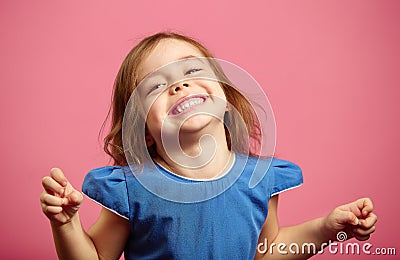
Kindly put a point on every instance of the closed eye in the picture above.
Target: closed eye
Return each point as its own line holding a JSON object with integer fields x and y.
{"x": 192, "y": 71}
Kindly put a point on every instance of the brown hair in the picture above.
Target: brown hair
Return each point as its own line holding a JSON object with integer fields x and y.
{"x": 126, "y": 81}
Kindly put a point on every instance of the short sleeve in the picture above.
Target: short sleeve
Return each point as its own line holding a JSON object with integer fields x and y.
{"x": 107, "y": 186}
{"x": 284, "y": 176}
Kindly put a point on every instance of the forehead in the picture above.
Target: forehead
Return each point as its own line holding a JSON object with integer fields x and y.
{"x": 166, "y": 51}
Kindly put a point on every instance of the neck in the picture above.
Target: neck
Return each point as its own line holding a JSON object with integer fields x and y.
{"x": 198, "y": 158}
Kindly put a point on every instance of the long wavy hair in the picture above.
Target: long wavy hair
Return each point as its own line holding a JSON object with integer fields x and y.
{"x": 127, "y": 80}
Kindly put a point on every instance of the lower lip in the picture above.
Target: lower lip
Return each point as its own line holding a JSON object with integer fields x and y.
{"x": 187, "y": 110}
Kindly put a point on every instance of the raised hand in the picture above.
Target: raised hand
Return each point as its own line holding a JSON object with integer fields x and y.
{"x": 355, "y": 218}
{"x": 59, "y": 200}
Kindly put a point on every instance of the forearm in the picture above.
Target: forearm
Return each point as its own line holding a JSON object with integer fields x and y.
{"x": 298, "y": 242}
{"x": 72, "y": 242}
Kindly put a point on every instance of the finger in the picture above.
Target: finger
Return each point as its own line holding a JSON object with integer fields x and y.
{"x": 59, "y": 176}
{"x": 51, "y": 200}
{"x": 350, "y": 218}
{"x": 52, "y": 209}
{"x": 75, "y": 198}
{"x": 365, "y": 205}
{"x": 363, "y": 232}
{"x": 52, "y": 186}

### TASK TO COMPLETE
Write out all of the material above line for line, leaving out the picture.

### REPLY
Kindly put a point on every instance of the closed eye in the picture above.
Target: closed eye
Return each point as its own line holding a JSON object with integer fields x and y.
{"x": 192, "y": 71}
Kindly put a point on every instance of the brown hair in the picture above.
Target: brown hair
Return each point as its own line holding a JSON object with integer fields x and y.
{"x": 126, "y": 81}
Kindly put a point on every instance of the short sleeve in the picture above.
Target: short sleeve
Return each point as its own line holding a JSON object with integer fields x and y.
{"x": 107, "y": 186}
{"x": 284, "y": 176}
Kindly put a point on every instance of the forehead in the picture above.
Target: forehead
Return each point as its own line holding a JSON object with integer fields x and y.
{"x": 166, "y": 51}
Kindly put a point on every instance of the neck in the picture above.
Target: neck
Return each point as its own line holding a JSON object with integer fields x and y.
{"x": 198, "y": 158}
Kindly put a point on every instance of the long wavy hair in the picture above.
Target: long wavy hair
Return each point as its own line holding a JSON object with integer fields x and y.
{"x": 127, "y": 80}
Kindly put a point on every instance of the lower lip in the picture above.
Target: lower lip
Return each point as its own line holding a JSON object with integer fields x and y.
{"x": 187, "y": 110}
Kindly put a point on every instance of the raised hand in the picture above.
Target: raised hand
Return each point as its own line holding a JSON object with integer fields x and y.
{"x": 355, "y": 218}
{"x": 59, "y": 200}
Kindly put a point on every instance of the forearm in the picture above.
Target: forearm
Return each point as its own line holding a JSON object with integer fields x and y.
{"x": 298, "y": 242}
{"x": 72, "y": 242}
Kindly put a point on every instance of the finger in the picture above.
Target: finger
Return each point as its own line holding a JSON object with integer fields x and y.
{"x": 59, "y": 176}
{"x": 51, "y": 200}
{"x": 350, "y": 218}
{"x": 52, "y": 209}
{"x": 75, "y": 198}
{"x": 365, "y": 205}
{"x": 363, "y": 232}
{"x": 52, "y": 186}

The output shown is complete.